(WORK TO BE COMPLETED): Return, without alteration, everything in the records below from the line containing "the orb web" down to the line containing "of the spiral", both of those lines included. Leave the pictures out of your answer.

(EXERCISE MATERIALS):
* * *

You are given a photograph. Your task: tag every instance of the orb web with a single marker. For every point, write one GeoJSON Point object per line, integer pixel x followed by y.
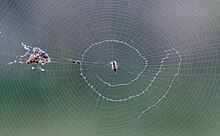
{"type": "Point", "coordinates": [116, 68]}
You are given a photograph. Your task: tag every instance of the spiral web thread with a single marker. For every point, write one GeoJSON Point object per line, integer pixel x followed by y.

* * *

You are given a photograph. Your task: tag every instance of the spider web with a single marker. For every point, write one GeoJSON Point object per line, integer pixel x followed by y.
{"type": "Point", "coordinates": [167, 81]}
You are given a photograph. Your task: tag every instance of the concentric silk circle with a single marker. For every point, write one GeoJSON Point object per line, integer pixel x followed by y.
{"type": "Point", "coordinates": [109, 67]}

* * *

(RESPONSE):
You are given a photograph. Your task: tag every instance of the orb web with a single marker. For every point, write one GeoJSON Point object per line, integer pixel x followed by y.
{"type": "Point", "coordinates": [116, 68]}
You are given a photograph. Your task: tag every instance of the spiral web thread with a single marker. For every point, write one GeoJSON Point object per line, integer pixel x followed by y.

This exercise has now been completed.